(Work item) Wherever the string "panel" appears in the listing, copy that line.

(Data for review)

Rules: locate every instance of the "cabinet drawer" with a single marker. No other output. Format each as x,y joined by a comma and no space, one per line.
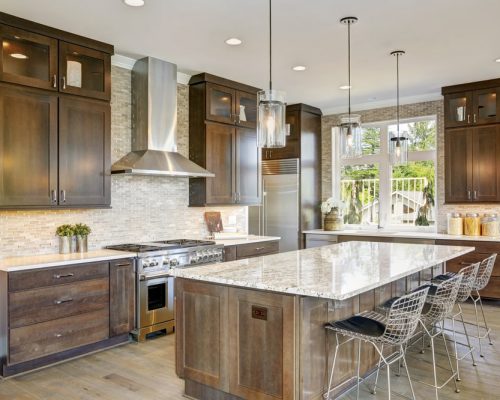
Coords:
35,341
39,305
256,249
23,280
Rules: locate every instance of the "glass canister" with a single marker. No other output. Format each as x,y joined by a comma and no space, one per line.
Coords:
490,225
472,224
455,224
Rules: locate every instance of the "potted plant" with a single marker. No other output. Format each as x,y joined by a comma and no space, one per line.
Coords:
65,233
81,232
333,214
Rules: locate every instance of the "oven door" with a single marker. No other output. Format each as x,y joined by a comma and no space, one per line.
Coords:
156,300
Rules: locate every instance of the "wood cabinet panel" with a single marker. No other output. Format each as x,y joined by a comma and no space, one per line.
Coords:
202,338
33,306
121,297
84,152
28,147
261,347
38,340
30,279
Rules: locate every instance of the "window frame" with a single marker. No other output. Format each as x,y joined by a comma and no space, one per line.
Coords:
385,171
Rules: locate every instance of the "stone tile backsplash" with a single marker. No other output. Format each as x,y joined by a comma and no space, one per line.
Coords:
143,208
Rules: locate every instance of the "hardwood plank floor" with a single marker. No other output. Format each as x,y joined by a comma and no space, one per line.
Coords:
146,371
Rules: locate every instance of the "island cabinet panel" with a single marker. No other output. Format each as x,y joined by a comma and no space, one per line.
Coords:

(Result of the task)
Rules: locate every instance of the "wood cabinet panel" with a single marker. No other output. Format each as x,y joined by a comma and no space, one per line.
Rules: locate every instance of the "island cabinet panel" with a single marker. No other output. Format each as x,y joined by a comma and no space, one per line.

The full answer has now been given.